小金がまわる 16 「金融リテラシーの向上」?

老後に2000万円をめぐって、報告書を認める認めないであさっての方向へ向いている印象ですね。

 

「2000万も必要なのか」に驚いた人もいるかもしれないけれど、2009年に「ねんきん定期便」が始まる以前から「月に数万円ぐらいは貯金を切り崩していくことになりそう」という予測はありましたから、どちらかというと「何を今さら」「夫婦二人で月五万円じゃあ足りないよ」というあたりですね。

 

両親を見ていると、夫婦二人で自宅で暮らしている間は「二人で数万円」でも何とかなるかもしれませんが、どちらかが施設に入ると自宅分と施設分で住居費などの生活費が2倍になり、さらに二人が施設に入り自宅も残っていると誰も住んでいない自宅の維持費もかかります。

 

「夫婦二人」を基準にした年金制度のあり方が、すでに現実問題とは違うなあという、報告書とのズレに驚いています。

年金や老後の問題は、あくまでも「個人」を単位に考える必要があるのに、それを認めたくないあたりかと。

----

◆ 課題一覧 ◆
1) 老後資金に関する本文抜粋をもとに、次の問いに答えてください。
(a) 「ねんきん定期便」が始まったのは何年ですか。
(b) 夫婦のどちらかが施設に入ると、住居費などの生活費はどうなると述べられていますか。
(c) 年金や老後の問題は、何を単位に考える必要があるとされていますか。
2) 老後資金に関する本文抜粋のうち、「両親を見ていると」で始まる段落を、主な事実を残して箇条書きに書き直してください。
これらの項目は本文抜粋とは別個の資料です。

----

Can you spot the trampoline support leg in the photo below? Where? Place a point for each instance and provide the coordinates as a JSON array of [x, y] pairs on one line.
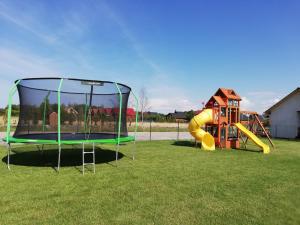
[[117, 152], [59, 152], [8, 155]]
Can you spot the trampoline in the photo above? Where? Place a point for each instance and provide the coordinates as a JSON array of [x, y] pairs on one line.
[[70, 111]]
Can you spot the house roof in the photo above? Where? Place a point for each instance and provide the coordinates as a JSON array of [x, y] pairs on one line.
[[297, 90], [178, 115], [229, 93], [219, 100]]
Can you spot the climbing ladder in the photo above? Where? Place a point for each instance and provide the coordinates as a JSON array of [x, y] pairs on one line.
[[83, 158]]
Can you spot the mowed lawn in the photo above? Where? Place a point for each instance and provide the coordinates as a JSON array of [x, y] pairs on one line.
[[168, 183]]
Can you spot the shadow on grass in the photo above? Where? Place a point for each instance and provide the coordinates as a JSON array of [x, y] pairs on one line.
[[69, 157], [249, 150], [186, 143]]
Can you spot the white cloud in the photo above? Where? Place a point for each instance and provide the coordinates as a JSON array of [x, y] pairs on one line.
[[14, 64], [166, 99]]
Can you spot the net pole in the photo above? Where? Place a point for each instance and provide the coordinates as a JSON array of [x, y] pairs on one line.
[[85, 112], [44, 113], [58, 122], [136, 121], [120, 120], [10, 96]]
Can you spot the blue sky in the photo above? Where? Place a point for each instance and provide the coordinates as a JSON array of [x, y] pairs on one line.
[[180, 51]]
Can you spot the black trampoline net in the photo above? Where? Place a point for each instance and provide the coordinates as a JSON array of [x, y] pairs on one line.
[[88, 109]]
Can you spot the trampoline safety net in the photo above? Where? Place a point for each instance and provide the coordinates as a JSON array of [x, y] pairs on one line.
[[88, 109]]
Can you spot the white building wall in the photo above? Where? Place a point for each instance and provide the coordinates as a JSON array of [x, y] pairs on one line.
[[284, 119]]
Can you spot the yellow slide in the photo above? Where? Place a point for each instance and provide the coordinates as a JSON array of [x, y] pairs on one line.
[[206, 139], [253, 137]]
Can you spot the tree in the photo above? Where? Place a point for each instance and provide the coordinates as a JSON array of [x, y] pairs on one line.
[[144, 102]]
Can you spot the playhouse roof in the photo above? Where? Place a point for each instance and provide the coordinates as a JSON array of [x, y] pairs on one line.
[[228, 93], [219, 100]]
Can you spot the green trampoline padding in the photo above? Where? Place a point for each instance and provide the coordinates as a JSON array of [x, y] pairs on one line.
[[44, 141]]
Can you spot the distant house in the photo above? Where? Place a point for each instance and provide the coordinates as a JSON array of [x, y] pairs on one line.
[[130, 113], [178, 116], [285, 116]]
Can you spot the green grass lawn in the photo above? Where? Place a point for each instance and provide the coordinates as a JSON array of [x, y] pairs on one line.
[[168, 183]]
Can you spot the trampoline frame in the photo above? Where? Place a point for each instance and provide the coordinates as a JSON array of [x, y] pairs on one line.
[[9, 139]]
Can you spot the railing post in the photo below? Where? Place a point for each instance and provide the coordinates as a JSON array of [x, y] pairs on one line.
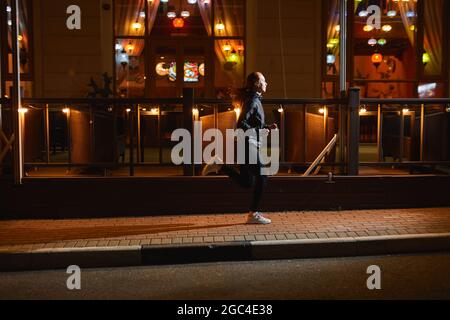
[[353, 132], [131, 124], [47, 135], [422, 131], [380, 134], [188, 106], [16, 97]]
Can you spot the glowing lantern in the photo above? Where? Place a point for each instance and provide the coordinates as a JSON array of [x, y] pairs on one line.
[[426, 58], [226, 47], [178, 23], [372, 42], [136, 26], [387, 28], [382, 42], [161, 70], [234, 58], [220, 26]]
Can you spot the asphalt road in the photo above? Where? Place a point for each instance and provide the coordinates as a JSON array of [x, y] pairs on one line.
[[402, 277]]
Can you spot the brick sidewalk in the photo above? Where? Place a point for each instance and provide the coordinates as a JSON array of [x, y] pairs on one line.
[[26, 235]]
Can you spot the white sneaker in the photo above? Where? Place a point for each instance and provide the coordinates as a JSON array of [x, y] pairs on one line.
[[214, 167], [257, 218]]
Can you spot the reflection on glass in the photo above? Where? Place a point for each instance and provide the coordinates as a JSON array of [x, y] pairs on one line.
[[191, 71], [130, 17], [130, 68], [229, 18]]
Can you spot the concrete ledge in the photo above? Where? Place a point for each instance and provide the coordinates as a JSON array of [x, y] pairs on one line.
[[233, 251], [101, 257]]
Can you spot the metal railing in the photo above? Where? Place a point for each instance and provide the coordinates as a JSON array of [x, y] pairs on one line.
[[297, 119]]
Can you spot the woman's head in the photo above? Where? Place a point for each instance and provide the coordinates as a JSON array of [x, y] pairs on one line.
[[256, 82]]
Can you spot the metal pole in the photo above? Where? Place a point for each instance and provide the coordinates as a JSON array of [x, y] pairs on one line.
[[353, 136], [16, 98], [422, 131], [402, 135], [138, 134], [188, 105], [305, 133], [343, 48], [69, 139], [342, 76], [131, 121], [283, 134], [380, 135], [47, 135], [159, 136]]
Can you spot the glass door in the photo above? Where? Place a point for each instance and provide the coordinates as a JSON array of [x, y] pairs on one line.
[[177, 65]]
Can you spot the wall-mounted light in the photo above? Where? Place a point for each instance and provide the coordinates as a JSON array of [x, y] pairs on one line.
[[426, 58]]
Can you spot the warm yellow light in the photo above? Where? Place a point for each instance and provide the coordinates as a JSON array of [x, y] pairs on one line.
[[387, 28], [130, 47], [238, 111], [220, 26], [136, 26], [226, 48]]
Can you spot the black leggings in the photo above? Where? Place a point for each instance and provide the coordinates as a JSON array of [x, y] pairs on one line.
[[249, 176]]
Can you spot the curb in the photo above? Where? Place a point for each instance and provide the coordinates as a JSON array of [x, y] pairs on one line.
[[110, 257]]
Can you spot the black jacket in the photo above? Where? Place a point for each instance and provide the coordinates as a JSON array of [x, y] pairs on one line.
[[252, 116]]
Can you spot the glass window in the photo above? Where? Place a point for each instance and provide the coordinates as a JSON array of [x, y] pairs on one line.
[[130, 17], [130, 68], [229, 18], [230, 56], [24, 36], [432, 43]]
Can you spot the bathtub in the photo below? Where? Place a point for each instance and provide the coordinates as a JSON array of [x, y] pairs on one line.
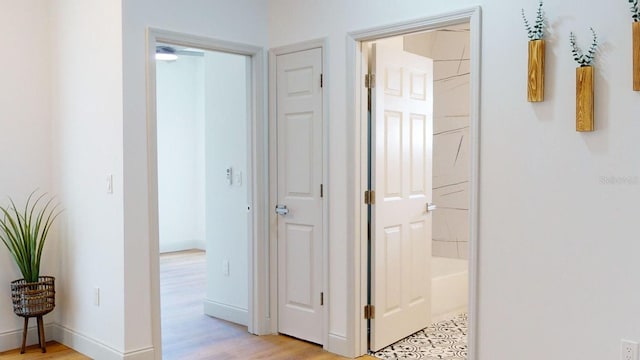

----

◆ 課題の解答 ◆
1)
(a) 2009年
(b) 自宅分と施設分で2倍になる。
(c) 「個人」

2)
- 夫婦二人で自宅に暮らしている間は、「二人で数万円」でも何とかなるかもしれない。
- どちらかが施設に入ると、自宅分と施設分で住居費などの生活費が2倍になる。
- 二人とも施設に入り自宅も残っていると、誰も住んでいない自宅の維持費もかかる。